• Activity list:
A) In the MLJ grid-search tuning text, which hyperparameter of the decision tree is tuned?
B) Carry on the MLJ grid-search tuning text from the point where it ends.

• Provided passage:
Tuning a single hyperparameter using a grid search (regression example)

using MLJ
X = MLJ.table(rand(100, 10));
y = 2X.x1 - X.x2 + 0.05*rand(100);
Tree = @load DecisionTreeRegressor pkg=DecisionTree verbosity=0;
tree = Tree()
DecisionTreeRegressor(
  max_depth = -1, 
  min_samples_leaf = 5, 
  min_samples_split = 2, 
  min_purity_increase = 0.0, 
  n_subfeatures = 0, 
  post_prune = false, 
  merge_purity_threshold = 1.0, 
  feature_importance = :impurity, 
  rng = Random._GLOBAL_RNG())

Let's tune min_purity_increase in the model above, using a grid-search. To do so we will use the simplest range object, a one-dimensional range object constructed using the range method:

r = range(tree, :min_purity_increase, lower=0.001, upper=1.0, scale=:log);
self_tuning_tree = TunedModel(
    model=tree,
    resampling=CV(nfolds=3),
    tuning=Grid(resolution=10),
    range=r,
    measure=rms
);
DeterministicTunedModel(
  model = DecisionTreeRegressor(
        max_depth = -1, 
        min_samples_leaf = 5, 
        min_samples_split = 2, 
        min_purity_increase = 0.0, 
        n_subfeatures = 0, 
        post_prune = false, 
        merge_purity_threshold = 1.0, 
        feature_importance = :impurity, 
        rng = Random._GLOBAL_RNG()), 
  tuning = Grid(
        goal = nothing, 
        resolution = 10, 
        shuffle = true, 
        rng = Random._GLOBAL_RNG()), 
  resampling = CV(
        nfolds = 3, 
        shuffle = false, 
        rng = Random._GLOBAL_RNG()), 
  measure = RootMeanSquaredError(), 
  weights = nothing, 
  class_weights = nothing, 
  operation = nothing, 
  range = NumericRange(0.001 ≤ min_purity_increase ≤ 1.0; origin=0.5005, unit=0.4995; on log scale), 
  selection_heuristic = MLJTuning.NaiveSelection(nothing), 
  train_best = true, 
  repeats = 1, 
  n = nothing, 
  acceleration = CPU1{Nothing}(nothing), 
  acceleration_resampling = CPU1{Nothing}(nothing), 
  check_measure = true, 
  cache = true)

Incidentally, a grid is generated internally "over the range" by calling the iterator method with an appropriate resolution:

iterator(r, 5)
5-element Vector{Float64}:
 0.0010000000000000002
 0.005623413251903492
 0.0316227766016838
 0.1778279410038923
 1.0

Non-numeric hyperparameters are handled a little differently:

selector = FeatureSelector();
r2 = range(selector, :features, values = [[:x1,], [:x1, :x2]]);
iterator(r2)

• Source data:

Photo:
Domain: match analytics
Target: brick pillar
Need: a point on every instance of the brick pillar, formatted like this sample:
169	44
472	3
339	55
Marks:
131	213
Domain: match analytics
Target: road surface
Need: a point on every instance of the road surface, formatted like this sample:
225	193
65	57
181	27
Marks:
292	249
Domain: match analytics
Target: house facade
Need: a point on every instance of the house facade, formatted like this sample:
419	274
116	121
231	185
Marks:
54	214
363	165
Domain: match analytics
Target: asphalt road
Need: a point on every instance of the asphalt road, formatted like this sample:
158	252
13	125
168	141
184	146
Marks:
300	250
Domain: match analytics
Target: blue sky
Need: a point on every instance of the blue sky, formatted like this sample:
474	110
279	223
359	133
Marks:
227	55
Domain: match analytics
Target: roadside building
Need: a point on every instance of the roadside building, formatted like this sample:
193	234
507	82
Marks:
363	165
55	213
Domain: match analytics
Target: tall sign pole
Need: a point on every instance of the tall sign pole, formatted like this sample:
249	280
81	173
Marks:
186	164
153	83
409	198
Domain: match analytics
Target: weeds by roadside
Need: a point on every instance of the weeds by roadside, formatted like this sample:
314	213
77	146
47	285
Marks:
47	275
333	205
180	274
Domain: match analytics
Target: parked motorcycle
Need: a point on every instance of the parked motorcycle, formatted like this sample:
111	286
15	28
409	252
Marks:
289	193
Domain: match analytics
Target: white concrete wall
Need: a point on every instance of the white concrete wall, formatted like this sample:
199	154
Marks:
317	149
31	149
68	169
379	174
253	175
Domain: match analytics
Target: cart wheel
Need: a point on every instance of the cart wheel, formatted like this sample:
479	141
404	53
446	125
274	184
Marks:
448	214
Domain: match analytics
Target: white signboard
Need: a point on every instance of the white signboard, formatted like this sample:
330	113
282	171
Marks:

• Answers for each item:
A) min_purity_increase

B)
2-element Vector{Vector{Symbol}}:
 [:x1]
 [:x1, :x2]

Unbounded ranges are also permitted. See the range and iterator docstrings below for details, and the sampler docstring for generating random samples from one-dimensional ranges (used internally by the RandomSearch strategy).

Returning to the wrapped tree model:

mach = machine(self_tuning_tree, X, y);
fit!(mach, verbosity=0)
trained Machine; does not cache data
  model: DeterministicTunedModel(model = DecisionTreeRegressor(max_depth = -1, …), …)
  args: 
    1:	Source @026 ⏎ Table{AbstractVector{Continuous}}
    2:	Source @744 ⏎ AbstractVector{Continuous}

We can inspect the detailed results of the grid search with report(mach) or just retrieve the optimal model, as here:

fitted_params(mach).best_model
DecisionTreeRegressor(
  max_depth = -1, 
  min_samples_leaf = 5, 
  min_samples_split = 2, 
  min_purity_increase = 0.0021544346900318843, 
  n_subfeatures = 0, 
  post_prune = false, 
  merge_purity_threshold = 1.0, 
  feature_importance = :impurity, 
  rng = Random._GLOBAL_RNG())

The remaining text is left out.